## STUDY MATERIAL
——

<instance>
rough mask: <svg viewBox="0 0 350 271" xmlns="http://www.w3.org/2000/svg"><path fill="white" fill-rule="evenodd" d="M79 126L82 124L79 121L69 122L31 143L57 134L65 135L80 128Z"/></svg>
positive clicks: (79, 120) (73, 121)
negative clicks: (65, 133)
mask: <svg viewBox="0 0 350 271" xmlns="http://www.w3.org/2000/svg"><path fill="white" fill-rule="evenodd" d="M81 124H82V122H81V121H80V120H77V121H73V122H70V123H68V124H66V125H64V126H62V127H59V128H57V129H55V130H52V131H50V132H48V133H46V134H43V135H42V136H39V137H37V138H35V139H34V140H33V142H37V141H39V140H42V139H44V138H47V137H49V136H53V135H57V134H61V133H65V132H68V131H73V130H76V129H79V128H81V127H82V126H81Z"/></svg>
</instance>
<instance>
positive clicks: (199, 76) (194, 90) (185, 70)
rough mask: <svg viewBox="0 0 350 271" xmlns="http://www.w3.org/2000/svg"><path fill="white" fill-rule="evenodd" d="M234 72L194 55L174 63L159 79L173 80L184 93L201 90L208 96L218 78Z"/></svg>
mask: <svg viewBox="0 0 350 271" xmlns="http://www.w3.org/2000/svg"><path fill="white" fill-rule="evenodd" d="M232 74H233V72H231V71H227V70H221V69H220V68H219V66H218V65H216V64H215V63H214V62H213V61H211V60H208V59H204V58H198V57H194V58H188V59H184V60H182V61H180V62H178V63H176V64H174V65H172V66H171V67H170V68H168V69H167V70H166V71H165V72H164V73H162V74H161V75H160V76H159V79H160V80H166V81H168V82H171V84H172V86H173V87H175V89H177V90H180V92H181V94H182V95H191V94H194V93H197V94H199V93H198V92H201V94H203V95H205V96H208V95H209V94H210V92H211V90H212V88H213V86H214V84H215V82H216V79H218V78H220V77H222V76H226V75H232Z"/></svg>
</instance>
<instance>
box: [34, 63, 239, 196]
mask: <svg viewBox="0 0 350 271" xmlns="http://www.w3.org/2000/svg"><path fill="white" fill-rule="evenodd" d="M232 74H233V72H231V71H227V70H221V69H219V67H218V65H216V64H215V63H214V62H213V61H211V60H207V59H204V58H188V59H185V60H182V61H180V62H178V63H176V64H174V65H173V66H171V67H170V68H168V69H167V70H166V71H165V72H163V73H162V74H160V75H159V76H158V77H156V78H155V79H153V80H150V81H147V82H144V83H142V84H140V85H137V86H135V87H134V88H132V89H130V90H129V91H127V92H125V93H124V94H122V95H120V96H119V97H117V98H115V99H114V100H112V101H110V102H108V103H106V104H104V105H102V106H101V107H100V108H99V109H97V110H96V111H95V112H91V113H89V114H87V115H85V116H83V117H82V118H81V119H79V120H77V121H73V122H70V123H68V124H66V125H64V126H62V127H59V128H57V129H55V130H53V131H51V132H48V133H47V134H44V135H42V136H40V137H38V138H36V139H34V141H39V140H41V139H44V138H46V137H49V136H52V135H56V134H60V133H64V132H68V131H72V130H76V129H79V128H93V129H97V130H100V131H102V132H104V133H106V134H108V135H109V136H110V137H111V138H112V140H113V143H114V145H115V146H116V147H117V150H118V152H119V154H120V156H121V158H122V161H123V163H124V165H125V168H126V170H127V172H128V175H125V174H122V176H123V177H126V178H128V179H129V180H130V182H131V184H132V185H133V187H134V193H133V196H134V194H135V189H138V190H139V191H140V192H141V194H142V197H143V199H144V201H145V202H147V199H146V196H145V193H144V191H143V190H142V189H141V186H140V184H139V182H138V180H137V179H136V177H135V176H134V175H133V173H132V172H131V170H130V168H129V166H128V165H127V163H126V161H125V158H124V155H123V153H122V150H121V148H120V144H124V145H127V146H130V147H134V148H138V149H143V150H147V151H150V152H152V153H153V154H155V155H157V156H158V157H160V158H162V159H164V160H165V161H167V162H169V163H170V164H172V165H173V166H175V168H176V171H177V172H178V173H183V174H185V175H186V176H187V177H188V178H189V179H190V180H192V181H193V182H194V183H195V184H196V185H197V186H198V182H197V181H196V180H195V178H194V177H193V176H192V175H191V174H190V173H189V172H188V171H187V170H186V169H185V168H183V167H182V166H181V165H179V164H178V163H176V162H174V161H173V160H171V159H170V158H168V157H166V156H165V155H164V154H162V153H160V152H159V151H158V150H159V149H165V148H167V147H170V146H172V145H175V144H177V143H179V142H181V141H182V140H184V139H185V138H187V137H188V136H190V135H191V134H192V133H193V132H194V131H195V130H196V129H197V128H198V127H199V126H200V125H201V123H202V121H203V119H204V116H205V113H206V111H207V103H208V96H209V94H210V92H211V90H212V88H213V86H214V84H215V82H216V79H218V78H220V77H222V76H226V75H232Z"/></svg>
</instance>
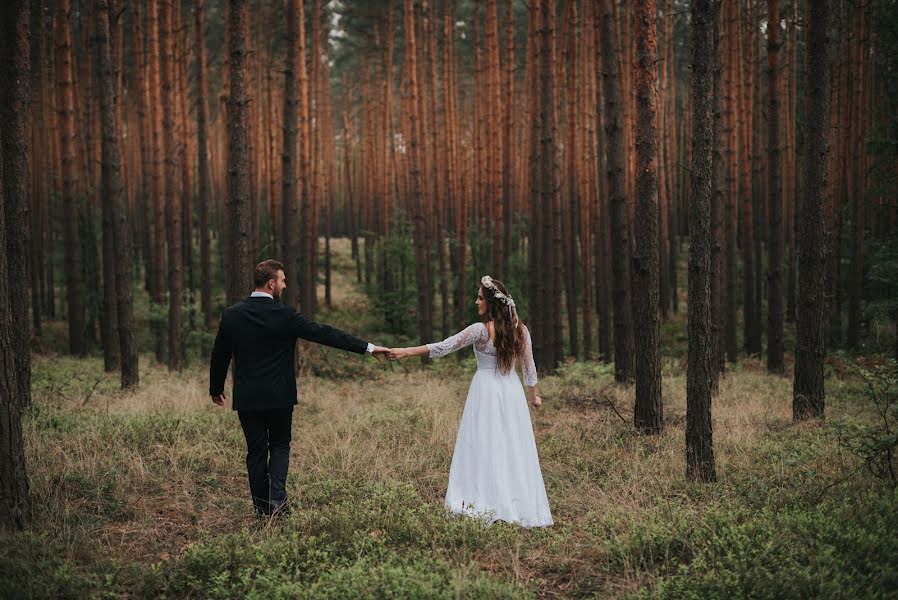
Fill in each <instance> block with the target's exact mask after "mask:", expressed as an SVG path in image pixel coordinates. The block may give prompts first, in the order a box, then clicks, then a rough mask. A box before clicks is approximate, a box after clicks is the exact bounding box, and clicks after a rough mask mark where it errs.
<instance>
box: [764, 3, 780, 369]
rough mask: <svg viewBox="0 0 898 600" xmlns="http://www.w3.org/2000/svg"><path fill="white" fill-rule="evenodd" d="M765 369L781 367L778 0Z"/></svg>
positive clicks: (767, 6) (768, 223)
mask: <svg viewBox="0 0 898 600" xmlns="http://www.w3.org/2000/svg"><path fill="white" fill-rule="evenodd" d="M767 22H768V23H773V24H775V26H771V27H768V28H767V186H768V188H767V196H768V206H769V215H768V227H769V234H768V236H767V243H768V249H767V250H768V259H767V282H768V286H767V370H768V371H770V372H771V373H782V372H783V369H784V366H783V281H782V279H783V274H782V266H783V195H782V151H781V148H780V144H781V143H782V142H781V140H780V83H779V70H780V55H779V54H780V46H781V45H782V43H781V42H780V27H779V22H780V11H779V0H773V1H770V2H768V3H767Z"/></svg>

——

## AIM OF THE EXERCISE
Retype, exactly and in full, the listing from its first line to the one holding "positive clicks: (79, 120) (73, 121)", both included.

## COMPLETED EXERCISE
<instance>
rough mask: <svg viewBox="0 0 350 271" xmlns="http://www.w3.org/2000/svg"><path fill="white" fill-rule="evenodd" d="M79 126L82 124L79 121L69 122L31 143L57 134L65 135L80 128Z"/></svg>
positive clicks: (79, 120) (73, 121)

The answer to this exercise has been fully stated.